What you should do: Print each line exactly, beginning with the one where "rocky mountain slope" appears and ending at the last line below.

Material shown:
++++++

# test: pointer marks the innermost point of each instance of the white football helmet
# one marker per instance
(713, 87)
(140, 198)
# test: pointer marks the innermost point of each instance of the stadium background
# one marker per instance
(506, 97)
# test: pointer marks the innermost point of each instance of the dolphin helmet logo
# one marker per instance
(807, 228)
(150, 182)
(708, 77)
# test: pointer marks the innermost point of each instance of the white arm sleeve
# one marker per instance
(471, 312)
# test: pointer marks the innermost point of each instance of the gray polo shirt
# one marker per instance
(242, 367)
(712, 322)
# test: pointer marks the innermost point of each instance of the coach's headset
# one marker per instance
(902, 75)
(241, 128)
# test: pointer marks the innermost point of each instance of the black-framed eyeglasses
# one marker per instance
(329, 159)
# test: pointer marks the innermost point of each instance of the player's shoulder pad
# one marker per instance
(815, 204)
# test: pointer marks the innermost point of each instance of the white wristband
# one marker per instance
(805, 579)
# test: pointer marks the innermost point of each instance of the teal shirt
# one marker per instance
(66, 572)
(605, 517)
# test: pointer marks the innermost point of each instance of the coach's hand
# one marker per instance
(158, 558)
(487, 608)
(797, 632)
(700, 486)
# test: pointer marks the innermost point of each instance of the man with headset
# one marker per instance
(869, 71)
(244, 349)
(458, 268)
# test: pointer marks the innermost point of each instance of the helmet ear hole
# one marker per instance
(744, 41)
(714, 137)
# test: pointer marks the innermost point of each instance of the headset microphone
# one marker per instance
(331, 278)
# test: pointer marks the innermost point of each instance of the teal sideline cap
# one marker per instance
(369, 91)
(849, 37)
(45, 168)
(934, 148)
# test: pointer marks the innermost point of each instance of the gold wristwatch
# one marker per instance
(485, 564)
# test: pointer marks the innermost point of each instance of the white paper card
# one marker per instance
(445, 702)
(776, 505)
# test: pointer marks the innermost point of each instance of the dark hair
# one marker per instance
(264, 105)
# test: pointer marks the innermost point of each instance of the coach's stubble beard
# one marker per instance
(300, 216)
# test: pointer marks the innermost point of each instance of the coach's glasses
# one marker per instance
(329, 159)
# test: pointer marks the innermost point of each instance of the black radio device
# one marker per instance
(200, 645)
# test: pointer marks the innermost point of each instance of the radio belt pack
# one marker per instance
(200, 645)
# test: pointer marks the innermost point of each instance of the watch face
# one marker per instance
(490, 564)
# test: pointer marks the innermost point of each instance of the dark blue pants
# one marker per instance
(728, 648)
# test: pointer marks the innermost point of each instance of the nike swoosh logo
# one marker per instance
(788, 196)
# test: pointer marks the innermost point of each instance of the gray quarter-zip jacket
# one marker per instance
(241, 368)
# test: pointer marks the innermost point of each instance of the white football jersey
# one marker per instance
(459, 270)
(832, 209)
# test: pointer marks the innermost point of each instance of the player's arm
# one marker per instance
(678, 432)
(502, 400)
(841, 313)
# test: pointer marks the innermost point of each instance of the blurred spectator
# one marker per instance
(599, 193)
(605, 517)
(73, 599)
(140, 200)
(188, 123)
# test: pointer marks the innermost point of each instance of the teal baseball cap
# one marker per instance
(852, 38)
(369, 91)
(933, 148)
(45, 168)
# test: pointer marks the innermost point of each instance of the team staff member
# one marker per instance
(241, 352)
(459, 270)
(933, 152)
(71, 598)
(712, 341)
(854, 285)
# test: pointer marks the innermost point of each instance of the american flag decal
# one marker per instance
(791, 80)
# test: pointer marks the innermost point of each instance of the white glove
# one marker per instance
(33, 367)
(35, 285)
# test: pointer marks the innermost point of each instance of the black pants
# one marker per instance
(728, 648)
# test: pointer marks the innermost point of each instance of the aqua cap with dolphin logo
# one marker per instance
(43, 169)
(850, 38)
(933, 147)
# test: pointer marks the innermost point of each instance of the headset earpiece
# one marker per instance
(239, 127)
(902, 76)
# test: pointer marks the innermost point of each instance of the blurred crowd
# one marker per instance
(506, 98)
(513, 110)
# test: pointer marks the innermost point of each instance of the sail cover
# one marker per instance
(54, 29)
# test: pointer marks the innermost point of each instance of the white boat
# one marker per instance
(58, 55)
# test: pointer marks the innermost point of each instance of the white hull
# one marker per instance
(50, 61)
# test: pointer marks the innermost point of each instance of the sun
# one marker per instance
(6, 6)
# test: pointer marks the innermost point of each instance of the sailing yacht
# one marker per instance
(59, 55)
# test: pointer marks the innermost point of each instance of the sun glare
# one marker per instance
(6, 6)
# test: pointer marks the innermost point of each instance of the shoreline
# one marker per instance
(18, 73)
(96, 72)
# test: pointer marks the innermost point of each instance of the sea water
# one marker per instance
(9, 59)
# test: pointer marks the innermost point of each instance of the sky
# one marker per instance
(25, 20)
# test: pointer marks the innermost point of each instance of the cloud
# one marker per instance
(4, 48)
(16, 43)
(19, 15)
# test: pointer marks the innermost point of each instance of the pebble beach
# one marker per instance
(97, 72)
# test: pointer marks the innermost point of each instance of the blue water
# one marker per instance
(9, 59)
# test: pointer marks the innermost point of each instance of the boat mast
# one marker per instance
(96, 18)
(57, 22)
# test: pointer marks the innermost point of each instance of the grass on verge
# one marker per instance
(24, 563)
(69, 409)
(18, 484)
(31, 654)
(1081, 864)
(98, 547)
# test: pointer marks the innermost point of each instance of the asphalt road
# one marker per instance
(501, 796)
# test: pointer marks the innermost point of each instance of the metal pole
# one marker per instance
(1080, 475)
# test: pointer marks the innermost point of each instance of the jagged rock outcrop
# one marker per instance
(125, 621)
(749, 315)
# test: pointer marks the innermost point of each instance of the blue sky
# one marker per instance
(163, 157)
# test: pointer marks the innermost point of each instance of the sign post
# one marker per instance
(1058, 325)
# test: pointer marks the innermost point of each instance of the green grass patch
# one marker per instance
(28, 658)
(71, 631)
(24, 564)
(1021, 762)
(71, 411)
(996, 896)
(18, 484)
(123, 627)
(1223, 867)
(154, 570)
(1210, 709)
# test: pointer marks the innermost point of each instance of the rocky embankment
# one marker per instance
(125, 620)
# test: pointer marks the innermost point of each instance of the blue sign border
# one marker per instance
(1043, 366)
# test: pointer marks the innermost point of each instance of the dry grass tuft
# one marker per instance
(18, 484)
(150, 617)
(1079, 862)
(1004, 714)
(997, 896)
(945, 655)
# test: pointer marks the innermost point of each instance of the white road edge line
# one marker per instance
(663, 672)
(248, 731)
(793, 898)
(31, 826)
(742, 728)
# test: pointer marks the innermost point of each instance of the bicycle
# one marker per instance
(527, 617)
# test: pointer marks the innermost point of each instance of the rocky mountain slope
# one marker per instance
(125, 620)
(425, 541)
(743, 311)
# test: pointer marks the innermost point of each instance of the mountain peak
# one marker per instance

++++++

Finished task:
# test: pointer marks the innermost point of each instance of the rocky mountain slope
# one marker per instance
(125, 620)
(425, 541)
(743, 311)
# test: pointer marks the innermost point of each instance of the mountain peak
# one marker per instance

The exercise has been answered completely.